**Written exercise**
Reproduce the lines below word for word, from the first line through the line containing "<point>203,135</point>", with both of those lines included.
'''
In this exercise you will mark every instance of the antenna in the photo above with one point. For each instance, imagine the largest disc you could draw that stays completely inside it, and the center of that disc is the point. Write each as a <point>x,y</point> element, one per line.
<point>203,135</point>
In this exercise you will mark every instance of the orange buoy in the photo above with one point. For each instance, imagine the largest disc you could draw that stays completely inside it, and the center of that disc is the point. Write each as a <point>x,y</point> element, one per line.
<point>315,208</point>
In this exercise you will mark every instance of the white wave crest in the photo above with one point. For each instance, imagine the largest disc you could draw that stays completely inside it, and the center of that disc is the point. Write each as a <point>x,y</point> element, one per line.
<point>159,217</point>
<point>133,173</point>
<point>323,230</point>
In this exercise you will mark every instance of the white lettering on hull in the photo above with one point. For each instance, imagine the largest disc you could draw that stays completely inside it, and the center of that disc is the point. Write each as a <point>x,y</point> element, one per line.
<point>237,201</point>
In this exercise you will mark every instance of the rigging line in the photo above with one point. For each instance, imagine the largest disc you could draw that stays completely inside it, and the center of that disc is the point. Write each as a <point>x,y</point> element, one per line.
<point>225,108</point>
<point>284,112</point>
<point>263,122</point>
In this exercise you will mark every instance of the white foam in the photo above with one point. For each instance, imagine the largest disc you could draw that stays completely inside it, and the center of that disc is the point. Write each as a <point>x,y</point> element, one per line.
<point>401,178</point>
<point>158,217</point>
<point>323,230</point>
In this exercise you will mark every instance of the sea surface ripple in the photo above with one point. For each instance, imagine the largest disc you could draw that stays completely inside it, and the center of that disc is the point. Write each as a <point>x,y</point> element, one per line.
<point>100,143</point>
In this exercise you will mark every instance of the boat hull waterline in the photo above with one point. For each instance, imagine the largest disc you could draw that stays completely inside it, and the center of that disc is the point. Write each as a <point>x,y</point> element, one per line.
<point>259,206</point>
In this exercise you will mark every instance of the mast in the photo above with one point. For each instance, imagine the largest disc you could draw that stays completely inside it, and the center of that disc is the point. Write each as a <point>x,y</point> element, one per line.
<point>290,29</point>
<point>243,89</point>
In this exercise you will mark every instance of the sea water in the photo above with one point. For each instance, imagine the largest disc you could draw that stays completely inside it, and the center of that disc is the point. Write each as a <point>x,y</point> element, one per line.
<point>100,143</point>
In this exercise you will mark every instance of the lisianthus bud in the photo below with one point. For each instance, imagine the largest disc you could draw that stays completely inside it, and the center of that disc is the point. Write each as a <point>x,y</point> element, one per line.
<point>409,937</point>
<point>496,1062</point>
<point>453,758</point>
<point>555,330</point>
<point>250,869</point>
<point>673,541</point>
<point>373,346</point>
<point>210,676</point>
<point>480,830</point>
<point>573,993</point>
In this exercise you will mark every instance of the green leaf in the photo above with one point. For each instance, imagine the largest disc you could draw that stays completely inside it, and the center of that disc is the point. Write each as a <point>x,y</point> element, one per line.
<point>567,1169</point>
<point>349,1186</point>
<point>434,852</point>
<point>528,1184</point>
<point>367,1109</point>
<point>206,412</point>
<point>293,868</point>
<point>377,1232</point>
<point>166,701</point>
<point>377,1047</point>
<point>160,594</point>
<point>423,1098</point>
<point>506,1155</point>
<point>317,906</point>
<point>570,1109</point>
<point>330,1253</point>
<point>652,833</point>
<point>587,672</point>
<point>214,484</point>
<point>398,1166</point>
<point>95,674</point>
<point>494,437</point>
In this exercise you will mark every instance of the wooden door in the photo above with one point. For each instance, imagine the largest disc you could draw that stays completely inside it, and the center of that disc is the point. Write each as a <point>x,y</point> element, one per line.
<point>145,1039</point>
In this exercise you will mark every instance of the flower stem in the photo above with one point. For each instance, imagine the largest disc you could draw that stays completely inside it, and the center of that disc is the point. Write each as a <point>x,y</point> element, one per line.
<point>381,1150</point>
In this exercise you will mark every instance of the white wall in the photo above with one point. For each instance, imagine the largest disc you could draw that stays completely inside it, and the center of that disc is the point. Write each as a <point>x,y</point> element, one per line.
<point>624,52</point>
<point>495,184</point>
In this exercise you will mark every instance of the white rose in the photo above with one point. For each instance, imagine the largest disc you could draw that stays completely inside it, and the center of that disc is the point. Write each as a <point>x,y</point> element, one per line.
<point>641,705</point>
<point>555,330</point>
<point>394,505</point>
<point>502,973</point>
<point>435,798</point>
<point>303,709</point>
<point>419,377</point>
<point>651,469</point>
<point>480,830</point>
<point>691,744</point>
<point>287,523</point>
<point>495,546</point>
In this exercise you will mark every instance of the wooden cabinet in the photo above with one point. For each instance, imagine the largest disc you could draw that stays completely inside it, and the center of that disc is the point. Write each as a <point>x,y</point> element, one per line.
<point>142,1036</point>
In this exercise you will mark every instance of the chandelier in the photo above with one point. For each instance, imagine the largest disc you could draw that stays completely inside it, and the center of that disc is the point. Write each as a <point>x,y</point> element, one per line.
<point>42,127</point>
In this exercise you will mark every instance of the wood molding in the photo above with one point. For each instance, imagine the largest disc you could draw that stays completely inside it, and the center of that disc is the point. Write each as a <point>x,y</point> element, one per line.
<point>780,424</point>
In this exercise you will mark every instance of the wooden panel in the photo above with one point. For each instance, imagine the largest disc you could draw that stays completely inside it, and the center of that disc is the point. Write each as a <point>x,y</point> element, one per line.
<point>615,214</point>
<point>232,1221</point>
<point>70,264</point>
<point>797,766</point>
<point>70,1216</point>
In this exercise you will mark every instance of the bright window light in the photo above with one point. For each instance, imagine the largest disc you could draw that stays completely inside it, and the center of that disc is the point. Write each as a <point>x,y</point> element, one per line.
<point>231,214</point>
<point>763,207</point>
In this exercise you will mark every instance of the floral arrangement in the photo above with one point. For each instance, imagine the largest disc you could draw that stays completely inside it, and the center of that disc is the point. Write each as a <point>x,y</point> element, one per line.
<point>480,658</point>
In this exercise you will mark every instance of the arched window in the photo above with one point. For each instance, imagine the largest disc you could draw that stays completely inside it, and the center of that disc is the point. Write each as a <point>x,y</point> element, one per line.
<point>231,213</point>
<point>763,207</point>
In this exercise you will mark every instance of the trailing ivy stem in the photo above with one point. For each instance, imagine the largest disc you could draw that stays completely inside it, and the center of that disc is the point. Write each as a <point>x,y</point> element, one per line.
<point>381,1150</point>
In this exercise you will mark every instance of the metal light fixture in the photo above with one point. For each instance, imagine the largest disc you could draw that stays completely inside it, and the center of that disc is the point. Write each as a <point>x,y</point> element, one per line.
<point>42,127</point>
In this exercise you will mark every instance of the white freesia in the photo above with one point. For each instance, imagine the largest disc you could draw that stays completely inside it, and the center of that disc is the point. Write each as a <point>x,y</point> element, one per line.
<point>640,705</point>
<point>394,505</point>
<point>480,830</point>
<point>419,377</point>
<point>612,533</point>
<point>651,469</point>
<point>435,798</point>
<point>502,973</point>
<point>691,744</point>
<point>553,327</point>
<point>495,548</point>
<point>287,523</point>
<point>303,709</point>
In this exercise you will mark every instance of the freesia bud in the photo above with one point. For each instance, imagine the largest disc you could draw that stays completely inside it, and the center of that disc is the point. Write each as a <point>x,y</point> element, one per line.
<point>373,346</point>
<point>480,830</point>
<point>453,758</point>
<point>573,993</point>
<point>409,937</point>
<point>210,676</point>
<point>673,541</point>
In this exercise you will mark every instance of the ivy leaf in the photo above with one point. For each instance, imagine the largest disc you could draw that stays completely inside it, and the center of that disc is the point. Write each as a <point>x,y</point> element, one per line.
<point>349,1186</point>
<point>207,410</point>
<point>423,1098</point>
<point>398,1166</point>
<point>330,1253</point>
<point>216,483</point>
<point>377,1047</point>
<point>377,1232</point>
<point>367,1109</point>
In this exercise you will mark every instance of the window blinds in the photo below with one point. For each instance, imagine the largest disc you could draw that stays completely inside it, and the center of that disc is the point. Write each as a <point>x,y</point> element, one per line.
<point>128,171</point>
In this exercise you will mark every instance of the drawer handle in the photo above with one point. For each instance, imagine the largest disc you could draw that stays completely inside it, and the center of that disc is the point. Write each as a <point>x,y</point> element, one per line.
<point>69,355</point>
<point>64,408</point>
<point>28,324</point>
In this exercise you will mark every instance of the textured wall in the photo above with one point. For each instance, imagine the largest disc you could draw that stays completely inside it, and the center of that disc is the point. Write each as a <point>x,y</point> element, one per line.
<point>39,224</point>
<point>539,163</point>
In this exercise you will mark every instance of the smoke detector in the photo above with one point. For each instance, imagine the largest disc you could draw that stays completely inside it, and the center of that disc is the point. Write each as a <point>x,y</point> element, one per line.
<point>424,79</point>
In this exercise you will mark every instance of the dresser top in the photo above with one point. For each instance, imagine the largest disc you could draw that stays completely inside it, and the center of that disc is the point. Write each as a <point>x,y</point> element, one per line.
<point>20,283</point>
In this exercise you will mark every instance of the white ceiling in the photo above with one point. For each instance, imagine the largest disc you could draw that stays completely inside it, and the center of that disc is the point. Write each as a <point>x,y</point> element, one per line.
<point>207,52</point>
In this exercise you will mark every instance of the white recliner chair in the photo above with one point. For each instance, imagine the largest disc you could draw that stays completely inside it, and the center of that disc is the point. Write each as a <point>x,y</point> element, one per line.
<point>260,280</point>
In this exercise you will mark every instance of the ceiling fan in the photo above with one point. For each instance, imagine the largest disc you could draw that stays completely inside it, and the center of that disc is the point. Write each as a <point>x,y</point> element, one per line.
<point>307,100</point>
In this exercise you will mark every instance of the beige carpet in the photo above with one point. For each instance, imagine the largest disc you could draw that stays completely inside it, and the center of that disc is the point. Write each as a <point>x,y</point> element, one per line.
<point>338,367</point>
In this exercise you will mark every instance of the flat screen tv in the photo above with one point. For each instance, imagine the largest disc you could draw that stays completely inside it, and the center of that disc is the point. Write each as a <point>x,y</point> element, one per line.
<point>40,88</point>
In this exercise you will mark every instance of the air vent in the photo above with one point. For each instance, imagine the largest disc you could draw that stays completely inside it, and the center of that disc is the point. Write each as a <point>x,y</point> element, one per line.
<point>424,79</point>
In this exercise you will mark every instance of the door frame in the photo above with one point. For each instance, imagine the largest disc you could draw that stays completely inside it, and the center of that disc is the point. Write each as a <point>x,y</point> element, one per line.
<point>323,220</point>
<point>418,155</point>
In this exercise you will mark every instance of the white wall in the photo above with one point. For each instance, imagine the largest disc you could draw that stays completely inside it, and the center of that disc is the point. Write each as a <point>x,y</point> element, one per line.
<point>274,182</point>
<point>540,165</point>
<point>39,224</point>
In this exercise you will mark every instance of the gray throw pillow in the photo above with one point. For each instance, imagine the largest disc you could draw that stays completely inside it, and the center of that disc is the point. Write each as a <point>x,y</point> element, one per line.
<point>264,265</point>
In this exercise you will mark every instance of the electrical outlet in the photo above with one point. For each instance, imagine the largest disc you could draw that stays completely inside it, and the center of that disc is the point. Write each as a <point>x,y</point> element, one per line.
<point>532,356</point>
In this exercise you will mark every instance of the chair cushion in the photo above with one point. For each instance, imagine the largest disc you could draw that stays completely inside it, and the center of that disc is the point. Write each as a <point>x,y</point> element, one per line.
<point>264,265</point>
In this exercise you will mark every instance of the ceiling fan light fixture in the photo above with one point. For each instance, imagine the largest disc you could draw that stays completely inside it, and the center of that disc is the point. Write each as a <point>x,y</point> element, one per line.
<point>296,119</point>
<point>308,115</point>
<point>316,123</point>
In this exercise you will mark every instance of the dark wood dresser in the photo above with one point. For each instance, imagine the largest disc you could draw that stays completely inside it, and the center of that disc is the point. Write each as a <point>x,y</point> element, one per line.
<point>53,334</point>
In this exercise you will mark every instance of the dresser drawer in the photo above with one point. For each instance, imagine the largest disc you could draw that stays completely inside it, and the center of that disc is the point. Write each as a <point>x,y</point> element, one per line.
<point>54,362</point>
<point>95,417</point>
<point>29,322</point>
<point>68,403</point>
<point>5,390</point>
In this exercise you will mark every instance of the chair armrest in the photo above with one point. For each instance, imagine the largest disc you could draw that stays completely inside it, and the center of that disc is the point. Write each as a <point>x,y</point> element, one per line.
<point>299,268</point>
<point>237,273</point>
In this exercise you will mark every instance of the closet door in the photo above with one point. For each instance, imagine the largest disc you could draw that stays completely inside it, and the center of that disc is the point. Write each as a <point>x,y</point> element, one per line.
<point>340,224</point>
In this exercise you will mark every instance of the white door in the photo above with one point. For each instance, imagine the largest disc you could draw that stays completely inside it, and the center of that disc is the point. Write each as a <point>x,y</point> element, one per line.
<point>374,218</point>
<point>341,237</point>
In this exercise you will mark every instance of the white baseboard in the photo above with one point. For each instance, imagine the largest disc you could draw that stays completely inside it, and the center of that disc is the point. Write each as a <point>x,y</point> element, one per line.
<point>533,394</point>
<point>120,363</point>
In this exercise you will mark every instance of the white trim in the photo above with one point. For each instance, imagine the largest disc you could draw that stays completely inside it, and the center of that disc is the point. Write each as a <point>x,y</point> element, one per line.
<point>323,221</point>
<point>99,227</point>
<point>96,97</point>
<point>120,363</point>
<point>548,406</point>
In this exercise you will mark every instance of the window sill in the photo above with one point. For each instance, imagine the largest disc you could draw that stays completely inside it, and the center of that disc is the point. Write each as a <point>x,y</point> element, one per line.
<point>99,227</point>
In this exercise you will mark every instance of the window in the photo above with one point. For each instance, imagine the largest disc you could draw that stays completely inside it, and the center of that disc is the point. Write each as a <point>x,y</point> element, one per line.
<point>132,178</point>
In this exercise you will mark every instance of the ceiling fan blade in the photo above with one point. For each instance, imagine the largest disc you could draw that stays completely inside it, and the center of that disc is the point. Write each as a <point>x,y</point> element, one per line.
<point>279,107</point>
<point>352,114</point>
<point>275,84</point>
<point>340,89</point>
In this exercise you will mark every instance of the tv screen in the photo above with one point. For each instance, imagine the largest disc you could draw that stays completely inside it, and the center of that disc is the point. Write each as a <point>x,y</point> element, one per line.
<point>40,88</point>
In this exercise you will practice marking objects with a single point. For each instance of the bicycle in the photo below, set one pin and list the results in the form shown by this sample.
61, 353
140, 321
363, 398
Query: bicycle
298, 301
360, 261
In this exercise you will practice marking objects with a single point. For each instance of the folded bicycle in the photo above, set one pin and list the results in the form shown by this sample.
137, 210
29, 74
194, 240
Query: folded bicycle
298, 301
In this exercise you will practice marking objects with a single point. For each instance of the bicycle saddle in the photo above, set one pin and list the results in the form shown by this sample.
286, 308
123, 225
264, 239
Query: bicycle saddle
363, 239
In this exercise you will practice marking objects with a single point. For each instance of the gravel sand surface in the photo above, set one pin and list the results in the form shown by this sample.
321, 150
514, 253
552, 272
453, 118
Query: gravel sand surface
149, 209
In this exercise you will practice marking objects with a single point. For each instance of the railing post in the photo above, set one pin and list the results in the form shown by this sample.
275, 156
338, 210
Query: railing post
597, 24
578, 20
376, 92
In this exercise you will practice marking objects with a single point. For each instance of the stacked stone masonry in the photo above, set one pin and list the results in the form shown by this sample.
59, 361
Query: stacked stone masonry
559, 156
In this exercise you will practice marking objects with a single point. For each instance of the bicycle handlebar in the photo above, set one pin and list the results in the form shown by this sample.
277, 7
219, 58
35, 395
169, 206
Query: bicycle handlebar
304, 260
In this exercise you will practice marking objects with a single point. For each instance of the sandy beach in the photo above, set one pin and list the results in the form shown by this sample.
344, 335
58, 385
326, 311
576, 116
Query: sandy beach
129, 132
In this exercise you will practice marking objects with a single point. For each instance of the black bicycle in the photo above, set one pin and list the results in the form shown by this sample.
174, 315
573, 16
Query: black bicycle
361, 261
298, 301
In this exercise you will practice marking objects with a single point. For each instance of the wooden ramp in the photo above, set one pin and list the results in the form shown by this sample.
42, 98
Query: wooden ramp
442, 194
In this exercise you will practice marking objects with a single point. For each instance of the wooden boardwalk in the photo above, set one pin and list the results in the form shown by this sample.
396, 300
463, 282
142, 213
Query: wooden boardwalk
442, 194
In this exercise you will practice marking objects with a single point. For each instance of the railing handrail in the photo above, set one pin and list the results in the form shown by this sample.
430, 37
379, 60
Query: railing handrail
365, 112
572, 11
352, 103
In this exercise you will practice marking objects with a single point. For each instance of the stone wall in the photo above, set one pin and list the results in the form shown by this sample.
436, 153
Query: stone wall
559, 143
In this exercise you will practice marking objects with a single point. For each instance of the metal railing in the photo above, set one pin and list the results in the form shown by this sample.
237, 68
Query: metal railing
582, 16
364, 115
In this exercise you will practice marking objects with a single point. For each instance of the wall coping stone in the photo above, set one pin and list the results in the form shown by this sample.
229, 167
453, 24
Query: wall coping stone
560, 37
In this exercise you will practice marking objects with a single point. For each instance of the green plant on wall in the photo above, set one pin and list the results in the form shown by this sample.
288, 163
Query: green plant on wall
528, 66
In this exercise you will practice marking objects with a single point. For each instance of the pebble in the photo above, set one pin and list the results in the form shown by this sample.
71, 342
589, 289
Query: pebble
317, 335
'''
**Written response**
In this exercise you will mark every instance of the antenna in the photo above with one point. For each instance, imagine the largest disc you could draw that stays completely inside it, and the center of that disc is the point. Write each as a <point>x,y</point> element, one per line.
<point>203,135</point>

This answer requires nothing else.